§ **Aim of the exercise**: Pick out every line in the records below that contains the string "sleeve", matching case exactly, and copy each of those lines in full.

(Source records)
________________________

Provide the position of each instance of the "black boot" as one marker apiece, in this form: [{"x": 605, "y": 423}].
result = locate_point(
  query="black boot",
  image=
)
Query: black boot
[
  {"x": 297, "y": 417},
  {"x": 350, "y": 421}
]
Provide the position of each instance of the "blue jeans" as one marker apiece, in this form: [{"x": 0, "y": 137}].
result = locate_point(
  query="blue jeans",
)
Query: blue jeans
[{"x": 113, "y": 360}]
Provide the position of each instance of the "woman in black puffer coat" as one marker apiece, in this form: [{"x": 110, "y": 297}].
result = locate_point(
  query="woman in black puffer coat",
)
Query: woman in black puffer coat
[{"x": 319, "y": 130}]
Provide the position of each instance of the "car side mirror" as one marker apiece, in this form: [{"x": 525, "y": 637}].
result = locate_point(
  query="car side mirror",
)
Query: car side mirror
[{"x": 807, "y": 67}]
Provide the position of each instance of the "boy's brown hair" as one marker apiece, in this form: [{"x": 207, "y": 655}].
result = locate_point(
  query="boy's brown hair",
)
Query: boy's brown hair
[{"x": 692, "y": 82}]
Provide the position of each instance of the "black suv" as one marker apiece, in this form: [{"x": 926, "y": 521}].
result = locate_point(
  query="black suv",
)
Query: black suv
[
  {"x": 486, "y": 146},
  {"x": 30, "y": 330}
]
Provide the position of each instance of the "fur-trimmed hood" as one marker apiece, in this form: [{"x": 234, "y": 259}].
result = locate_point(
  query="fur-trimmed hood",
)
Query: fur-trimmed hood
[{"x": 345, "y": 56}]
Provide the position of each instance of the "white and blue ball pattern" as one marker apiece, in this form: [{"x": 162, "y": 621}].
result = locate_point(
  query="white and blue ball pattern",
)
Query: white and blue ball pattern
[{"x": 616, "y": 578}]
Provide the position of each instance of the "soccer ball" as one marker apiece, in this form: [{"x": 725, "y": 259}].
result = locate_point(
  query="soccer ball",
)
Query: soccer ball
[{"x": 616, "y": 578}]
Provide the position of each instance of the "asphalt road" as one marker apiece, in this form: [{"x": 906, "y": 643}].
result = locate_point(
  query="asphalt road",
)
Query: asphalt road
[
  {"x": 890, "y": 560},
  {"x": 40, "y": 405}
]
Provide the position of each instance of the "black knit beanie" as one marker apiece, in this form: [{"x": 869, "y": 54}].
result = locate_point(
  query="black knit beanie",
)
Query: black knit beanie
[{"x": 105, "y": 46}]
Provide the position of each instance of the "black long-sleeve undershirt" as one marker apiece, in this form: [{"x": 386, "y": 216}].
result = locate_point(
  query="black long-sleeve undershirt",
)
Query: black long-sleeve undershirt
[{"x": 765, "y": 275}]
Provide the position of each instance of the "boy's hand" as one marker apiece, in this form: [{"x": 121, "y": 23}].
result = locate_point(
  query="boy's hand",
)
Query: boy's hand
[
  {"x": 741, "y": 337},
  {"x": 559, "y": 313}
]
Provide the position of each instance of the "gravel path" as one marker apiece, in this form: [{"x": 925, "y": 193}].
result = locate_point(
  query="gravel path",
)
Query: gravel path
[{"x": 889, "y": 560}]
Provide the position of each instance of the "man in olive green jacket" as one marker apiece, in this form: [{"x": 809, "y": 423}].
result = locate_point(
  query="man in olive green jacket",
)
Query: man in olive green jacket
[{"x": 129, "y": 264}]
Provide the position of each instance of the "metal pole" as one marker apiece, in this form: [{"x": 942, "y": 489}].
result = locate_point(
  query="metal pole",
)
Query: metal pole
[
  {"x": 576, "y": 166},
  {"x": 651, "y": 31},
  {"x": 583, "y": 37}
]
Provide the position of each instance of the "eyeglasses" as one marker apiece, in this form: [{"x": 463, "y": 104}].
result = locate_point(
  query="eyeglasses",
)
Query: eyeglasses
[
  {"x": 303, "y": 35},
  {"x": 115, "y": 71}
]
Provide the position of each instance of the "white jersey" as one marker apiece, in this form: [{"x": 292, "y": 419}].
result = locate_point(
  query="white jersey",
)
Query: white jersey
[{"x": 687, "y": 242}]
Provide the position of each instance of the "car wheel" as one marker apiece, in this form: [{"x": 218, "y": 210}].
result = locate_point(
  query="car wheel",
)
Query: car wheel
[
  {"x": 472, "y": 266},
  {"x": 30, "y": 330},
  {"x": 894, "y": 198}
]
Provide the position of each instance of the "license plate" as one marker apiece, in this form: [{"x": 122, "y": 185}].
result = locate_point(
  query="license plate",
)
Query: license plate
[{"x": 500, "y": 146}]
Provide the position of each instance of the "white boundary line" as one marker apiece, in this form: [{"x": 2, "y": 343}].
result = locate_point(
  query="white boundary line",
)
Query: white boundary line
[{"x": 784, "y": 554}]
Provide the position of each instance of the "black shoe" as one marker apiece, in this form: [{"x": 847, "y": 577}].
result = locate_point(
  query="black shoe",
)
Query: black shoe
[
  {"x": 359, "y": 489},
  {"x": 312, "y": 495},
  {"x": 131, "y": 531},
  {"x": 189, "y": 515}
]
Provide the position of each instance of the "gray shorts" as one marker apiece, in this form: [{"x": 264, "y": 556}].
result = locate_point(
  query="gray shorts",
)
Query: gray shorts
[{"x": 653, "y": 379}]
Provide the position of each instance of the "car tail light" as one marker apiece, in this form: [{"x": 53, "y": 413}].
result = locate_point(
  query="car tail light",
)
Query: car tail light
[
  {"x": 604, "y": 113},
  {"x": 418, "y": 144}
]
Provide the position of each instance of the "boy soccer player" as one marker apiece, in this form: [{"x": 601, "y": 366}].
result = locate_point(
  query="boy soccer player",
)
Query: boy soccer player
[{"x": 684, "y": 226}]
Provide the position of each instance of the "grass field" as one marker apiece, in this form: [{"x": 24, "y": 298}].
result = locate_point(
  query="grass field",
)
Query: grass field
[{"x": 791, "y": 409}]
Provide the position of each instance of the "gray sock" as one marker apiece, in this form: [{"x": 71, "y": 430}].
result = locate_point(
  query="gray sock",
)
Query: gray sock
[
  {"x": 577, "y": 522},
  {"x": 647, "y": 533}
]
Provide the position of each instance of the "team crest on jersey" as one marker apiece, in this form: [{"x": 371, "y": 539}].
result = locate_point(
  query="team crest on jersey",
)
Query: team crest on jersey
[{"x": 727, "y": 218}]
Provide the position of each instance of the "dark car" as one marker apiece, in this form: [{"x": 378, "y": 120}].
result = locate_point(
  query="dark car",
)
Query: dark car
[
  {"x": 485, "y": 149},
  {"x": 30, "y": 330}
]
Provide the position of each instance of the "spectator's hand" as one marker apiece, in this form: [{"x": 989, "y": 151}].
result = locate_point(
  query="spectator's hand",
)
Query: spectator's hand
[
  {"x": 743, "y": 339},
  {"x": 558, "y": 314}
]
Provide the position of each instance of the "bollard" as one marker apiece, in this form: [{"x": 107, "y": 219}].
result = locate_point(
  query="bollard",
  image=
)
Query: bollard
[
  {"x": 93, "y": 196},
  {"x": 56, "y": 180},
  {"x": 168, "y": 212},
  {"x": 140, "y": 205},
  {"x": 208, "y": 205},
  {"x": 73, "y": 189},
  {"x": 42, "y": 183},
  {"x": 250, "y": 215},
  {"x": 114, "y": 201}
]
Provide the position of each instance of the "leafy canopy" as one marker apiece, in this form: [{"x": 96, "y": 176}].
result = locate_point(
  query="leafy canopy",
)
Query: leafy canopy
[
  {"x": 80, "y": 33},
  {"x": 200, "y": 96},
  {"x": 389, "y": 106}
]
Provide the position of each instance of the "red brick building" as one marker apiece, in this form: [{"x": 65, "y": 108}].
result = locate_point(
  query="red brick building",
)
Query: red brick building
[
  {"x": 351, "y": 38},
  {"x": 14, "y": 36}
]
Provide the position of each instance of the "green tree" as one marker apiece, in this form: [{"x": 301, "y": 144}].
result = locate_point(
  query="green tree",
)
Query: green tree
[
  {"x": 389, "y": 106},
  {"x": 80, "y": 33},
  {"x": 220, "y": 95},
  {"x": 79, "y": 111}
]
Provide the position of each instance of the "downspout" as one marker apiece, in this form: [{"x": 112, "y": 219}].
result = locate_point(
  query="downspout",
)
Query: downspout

________________________

§ **Output of the exercise**:
Provide the position of each instance of the "black long-sleeve undershirt" as one marker apiece, in this form: [{"x": 386, "y": 216}].
  query="black long-sleeve undershirt",
Query: black long-sleeve undershirt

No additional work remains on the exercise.